----- TASK INPUTS
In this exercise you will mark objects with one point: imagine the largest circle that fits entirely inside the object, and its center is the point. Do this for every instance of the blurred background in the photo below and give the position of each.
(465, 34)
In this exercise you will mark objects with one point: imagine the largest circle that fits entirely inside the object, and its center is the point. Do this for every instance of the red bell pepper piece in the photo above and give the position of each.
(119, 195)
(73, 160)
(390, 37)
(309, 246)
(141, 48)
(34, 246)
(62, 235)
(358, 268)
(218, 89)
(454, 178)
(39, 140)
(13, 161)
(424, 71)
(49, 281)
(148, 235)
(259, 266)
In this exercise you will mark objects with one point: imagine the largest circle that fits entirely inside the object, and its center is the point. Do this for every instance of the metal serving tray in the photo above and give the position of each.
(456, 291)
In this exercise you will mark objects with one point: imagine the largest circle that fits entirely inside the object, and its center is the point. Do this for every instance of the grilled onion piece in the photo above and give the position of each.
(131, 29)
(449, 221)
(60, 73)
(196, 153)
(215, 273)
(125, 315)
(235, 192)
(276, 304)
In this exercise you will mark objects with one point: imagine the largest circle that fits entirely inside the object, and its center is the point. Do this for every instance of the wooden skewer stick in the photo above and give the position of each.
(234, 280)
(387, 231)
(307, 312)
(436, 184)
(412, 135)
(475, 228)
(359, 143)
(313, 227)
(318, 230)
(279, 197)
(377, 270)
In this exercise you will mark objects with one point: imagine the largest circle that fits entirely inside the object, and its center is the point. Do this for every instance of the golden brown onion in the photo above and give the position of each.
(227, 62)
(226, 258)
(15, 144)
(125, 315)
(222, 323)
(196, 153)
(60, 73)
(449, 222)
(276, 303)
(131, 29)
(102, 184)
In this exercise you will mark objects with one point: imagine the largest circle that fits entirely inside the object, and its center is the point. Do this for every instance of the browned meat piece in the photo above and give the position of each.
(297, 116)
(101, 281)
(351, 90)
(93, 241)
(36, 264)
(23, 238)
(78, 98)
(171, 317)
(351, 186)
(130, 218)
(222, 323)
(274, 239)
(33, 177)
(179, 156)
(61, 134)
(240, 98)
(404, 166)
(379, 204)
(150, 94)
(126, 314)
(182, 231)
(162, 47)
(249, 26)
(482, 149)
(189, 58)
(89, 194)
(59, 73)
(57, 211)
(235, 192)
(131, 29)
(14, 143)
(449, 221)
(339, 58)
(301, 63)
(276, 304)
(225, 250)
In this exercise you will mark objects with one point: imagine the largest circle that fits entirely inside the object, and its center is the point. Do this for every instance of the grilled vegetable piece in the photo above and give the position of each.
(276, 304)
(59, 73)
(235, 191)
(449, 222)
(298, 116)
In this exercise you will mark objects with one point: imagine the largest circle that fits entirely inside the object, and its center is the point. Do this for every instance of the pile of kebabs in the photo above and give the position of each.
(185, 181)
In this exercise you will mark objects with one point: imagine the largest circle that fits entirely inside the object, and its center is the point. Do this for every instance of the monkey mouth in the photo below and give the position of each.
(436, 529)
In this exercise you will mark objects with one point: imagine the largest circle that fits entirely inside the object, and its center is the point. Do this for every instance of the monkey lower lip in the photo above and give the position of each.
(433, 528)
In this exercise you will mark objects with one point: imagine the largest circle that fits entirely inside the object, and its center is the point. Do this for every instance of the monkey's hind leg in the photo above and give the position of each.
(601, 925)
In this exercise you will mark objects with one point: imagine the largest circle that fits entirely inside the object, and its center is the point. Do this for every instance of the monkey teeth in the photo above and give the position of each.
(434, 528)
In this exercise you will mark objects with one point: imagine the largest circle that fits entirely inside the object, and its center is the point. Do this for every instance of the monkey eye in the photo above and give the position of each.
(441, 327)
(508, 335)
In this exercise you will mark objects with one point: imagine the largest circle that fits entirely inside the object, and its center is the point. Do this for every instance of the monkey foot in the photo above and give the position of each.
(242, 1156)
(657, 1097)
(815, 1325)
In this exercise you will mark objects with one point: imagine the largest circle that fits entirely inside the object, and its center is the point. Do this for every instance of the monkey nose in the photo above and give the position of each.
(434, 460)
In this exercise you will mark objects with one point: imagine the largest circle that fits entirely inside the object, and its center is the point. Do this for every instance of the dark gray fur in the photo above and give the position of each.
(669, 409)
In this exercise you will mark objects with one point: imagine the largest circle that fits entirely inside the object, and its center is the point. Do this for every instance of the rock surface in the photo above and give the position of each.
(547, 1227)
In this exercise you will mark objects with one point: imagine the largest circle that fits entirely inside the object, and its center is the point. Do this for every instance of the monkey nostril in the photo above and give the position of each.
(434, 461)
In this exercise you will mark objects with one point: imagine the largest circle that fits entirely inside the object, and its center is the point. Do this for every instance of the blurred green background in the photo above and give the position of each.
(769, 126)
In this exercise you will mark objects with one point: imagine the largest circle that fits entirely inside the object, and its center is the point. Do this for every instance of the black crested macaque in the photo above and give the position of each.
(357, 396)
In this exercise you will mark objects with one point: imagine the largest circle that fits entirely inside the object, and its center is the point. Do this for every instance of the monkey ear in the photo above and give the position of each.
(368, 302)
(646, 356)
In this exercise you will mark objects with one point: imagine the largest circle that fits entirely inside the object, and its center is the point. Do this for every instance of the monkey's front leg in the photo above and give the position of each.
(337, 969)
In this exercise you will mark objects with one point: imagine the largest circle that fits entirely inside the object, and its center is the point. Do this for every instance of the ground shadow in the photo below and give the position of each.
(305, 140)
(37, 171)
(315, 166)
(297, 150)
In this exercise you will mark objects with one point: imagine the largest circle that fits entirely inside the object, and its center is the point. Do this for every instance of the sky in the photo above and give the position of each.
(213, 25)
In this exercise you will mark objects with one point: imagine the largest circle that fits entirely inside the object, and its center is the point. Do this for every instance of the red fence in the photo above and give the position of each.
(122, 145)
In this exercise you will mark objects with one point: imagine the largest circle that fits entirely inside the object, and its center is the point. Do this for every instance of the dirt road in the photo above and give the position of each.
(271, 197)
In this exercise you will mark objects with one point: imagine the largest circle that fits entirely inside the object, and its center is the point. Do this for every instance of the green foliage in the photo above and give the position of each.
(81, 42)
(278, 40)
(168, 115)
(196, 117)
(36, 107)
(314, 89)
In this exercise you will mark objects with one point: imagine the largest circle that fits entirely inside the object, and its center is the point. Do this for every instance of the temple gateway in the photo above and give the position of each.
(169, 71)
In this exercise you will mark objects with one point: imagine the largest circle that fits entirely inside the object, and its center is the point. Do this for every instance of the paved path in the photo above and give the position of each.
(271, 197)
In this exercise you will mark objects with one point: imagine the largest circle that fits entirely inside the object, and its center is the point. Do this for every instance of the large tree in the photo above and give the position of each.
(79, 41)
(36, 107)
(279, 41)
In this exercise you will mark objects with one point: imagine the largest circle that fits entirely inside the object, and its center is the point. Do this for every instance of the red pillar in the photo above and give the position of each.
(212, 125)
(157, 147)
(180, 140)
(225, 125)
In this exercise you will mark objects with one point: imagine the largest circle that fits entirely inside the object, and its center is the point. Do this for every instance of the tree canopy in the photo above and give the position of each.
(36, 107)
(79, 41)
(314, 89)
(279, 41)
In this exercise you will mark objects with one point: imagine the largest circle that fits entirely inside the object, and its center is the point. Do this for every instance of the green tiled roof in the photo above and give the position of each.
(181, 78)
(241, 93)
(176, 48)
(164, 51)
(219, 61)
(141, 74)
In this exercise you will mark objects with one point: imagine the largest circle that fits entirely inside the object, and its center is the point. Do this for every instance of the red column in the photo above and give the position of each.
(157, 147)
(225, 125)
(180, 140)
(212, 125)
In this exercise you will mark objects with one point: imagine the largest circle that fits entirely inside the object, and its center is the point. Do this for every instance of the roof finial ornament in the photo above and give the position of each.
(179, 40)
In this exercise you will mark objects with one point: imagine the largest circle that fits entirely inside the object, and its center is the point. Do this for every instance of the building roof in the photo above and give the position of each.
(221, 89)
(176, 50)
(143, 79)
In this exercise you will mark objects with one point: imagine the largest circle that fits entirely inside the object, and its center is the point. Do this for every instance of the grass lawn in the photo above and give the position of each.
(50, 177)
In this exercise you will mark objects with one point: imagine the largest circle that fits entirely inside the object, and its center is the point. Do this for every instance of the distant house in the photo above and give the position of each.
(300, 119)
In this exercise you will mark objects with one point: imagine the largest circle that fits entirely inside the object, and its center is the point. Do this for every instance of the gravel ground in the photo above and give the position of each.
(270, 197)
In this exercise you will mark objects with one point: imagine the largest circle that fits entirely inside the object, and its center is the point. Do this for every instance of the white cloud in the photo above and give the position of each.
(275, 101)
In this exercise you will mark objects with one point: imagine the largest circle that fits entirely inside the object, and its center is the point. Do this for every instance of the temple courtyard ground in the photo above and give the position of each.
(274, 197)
----------
SHORT TASK →
With the line containing "of the grass" as the first and the last line of the records as the final one, print exactly the lines in that span.

RESULT OF THE TASK →
In this exercise you will mark objects with one point: imagine the largest circle that fits entirely inside the object, and its center is the point. Do this for every instance of the grass lawn in the photo above and give the position of each.
(50, 177)
In this exercise you will mark objects with one point: imagine the largest circle that fits entirely inside the object, and its center is the point. Do this for every instance of the distant house in the photo above and give the position of each.
(300, 119)
In this exercise you will mark objects with one point: imagine the largest circle that fits entirely inside the object, and its center is the point. Do this for every instance of the gravel ground in the photo above and give the position of each.
(270, 197)
In this exercise you will mark objects with one point: imagine the largest circle that fits entirely inside the object, and its center is the point. Do this for every instance of the white cloud in the photo above and give the position of each.
(275, 101)
In this exercise you will mark objects with one point: imagine the largest circle that fits entirely inside the object, and its center is the point. Do this for every instance of the temple courtyard ground in the photo above and give the position of each.
(274, 197)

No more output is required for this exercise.